■ **Task goal**
Exclude the pictures, then repeat the remaining data exactly.

[Region pointing data]
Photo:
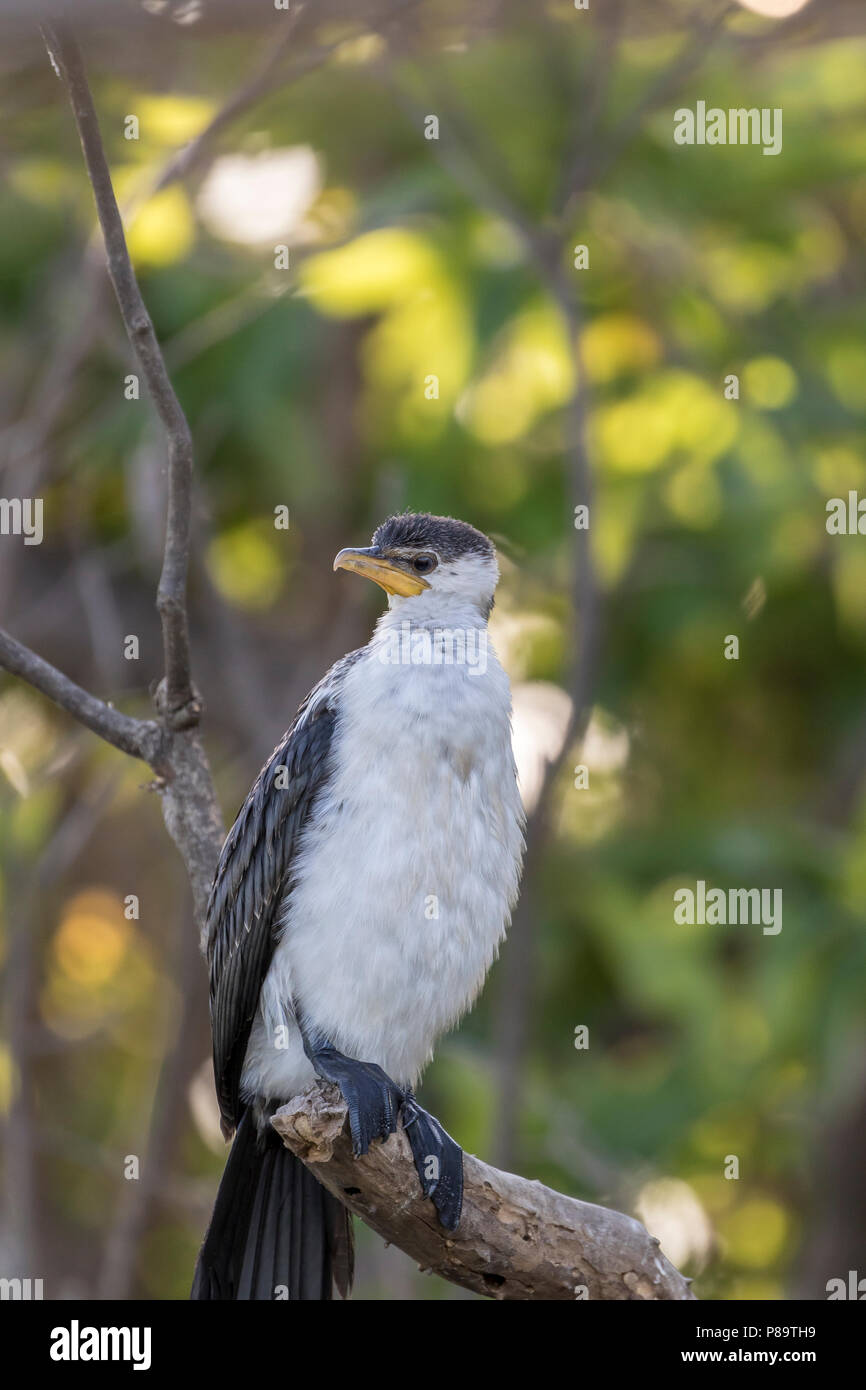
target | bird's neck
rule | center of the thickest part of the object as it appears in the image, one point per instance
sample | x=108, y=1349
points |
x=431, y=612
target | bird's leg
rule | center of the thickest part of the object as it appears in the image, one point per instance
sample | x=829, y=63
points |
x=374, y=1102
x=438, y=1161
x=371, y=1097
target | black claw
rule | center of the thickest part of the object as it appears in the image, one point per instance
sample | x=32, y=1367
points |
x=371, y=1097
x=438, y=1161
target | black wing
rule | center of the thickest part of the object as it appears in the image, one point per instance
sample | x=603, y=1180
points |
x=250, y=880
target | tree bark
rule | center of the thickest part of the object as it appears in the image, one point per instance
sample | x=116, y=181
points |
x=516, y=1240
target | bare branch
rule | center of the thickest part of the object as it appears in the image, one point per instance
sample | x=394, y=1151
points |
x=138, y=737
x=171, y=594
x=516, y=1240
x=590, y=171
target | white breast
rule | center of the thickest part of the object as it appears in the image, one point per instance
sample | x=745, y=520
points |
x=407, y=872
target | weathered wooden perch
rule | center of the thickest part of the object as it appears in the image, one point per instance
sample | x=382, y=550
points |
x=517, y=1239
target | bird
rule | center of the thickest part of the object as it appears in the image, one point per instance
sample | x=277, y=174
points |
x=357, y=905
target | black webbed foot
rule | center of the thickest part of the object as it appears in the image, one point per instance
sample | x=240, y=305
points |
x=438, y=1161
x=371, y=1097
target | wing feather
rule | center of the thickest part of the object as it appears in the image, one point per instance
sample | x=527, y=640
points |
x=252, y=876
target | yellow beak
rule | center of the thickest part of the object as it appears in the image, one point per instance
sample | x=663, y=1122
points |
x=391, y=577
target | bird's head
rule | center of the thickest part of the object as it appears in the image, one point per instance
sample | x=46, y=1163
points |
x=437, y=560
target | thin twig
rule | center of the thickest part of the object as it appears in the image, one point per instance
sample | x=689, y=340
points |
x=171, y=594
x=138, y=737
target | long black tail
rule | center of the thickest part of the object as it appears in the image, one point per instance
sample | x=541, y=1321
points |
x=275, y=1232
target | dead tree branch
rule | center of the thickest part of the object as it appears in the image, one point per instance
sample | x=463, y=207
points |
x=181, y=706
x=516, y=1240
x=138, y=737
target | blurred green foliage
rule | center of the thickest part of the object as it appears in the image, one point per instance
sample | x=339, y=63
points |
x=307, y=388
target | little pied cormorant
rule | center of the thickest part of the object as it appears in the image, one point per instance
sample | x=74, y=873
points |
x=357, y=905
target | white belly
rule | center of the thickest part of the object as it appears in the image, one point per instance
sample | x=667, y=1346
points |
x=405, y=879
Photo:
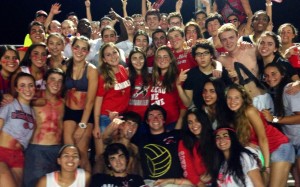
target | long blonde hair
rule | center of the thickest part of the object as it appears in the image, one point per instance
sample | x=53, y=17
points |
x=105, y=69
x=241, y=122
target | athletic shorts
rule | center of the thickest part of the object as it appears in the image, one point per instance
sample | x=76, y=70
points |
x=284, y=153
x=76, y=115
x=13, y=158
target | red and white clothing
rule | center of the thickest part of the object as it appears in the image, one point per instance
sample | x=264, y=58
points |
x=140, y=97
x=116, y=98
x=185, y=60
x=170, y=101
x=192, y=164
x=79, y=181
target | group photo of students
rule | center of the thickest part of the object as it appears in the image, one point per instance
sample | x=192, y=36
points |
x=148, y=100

■ **Output below**
Photo:
target | bird's neck
rule | center of the thickest part of the object as it appears in the image, one point per instance
sample | x=108, y=1349
points |
x=431, y=612
target | bird's leg
rule | center of the thickest part of the object as it appears in the image, one point per instance
sample | x=829, y=63
points |
x=374, y=1102
x=438, y=1161
x=371, y=1097
target | black claw
rule | center of the thickest part of the object as it appears in the image, one point per instance
sample | x=32, y=1367
points |
x=371, y=1097
x=438, y=1161
target | black wing
rule | center of the thickest part of the object as it appears in the image, one point per instance
sample | x=603, y=1180
points |
x=250, y=880
target | tree bark
rule | center of the thickest part of the object as it appears in the image, one point per instance
sample | x=116, y=181
points |
x=516, y=1240
target | bare branch
rule | center of the thickest part of the object as it appears in the image, one point per instance
sample | x=394, y=1151
points |
x=138, y=737
x=171, y=594
x=516, y=1240
x=590, y=171
target | white breast
rule | center of the thickest part of the object as it appears in the image, one point per instance
sample | x=745, y=520
points |
x=407, y=872
target | weathered wooden perch
rule | center of the thickest part of the object as it appears in the image, one point per instance
sample | x=382, y=550
points |
x=517, y=1239
target | bird
rule | center of the thickest part of the object as it appears in the image, one point per instance
sample | x=277, y=174
points |
x=357, y=905
target | black webbed foot
rule | center of the thickest part of the object as it appears in the image, one point per instance
sample | x=240, y=305
points |
x=438, y=1161
x=371, y=1097
target | wing feather
rule | center of the thickest part of the object as it appears in the image, one point per instance
sample | x=527, y=640
points |
x=252, y=876
target | yellow beak
rule | center of the thickest part of the object as it appears in the image, one point per instance
sample | x=663, y=1122
points |
x=391, y=577
target | bird's head
rule | center of the thickest part of the object as it appears in the image, one point per instance
sample | x=46, y=1163
points |
x=437, y=560
target | thin twig
rule | center of the thickest part of the object as it appears in the image, one point per instance
sample | x=689, y=340
points |
x=171, y=594
x=138, y=737
target | long black tail
rule | center of the thickest part of the object as it appears in the image, one point per instance
sample | x=541, y=1321
points |
x=275, y=1232
target | dead tree branch
rule | center of the thickest part of the object as it appears in the image, one point per instance
sample | x=463, y=207
points |
x=181, y=706
x=516, y=1240
x=138, y=737
target | blurred green foliage
rule | center of the thickest part of the object as it appears in the image, one point per instance
sample | x=339, y=63
points |
x=307, y=388
target | little pied cormorant
rule | center of the thickest part of the object as it appears in the image, one point per instance
sample | x=74, y=873
points |
x=357, y=905
target | white belly
rule | center of the thickest part of the object as it appears in the image, one point per instance
sample | x=667, y=1346
points |
x=405, y=879
Photo:
target | long blonde hair
rule | center of the thickest part of the object as it appears in the image, one point per instance
sample | x=53, y=17
points |
x=105, y=69
x=241, y=122
target | athletic shorts
rule | center of the thickest part of the object as it appears in the image, one point per instance
sample | x=76, y=70
points |
x=284, y=153
x=76, y=115
x=13, y=158
target | red and white clothing
rule | center of the thickest part of the object as it appears in the image, one point per instance
sample | x=264, y=58
points |
x=140, y=97
x=116, y=98
x=185, y=60
x=170, y=101
x=192, y=164
x=79, y=181
target | group photo of students
rule | center of the thickest part of the object as it appears in the image, one point per instance
sample | x=192, y=36
points |
x=148, y=100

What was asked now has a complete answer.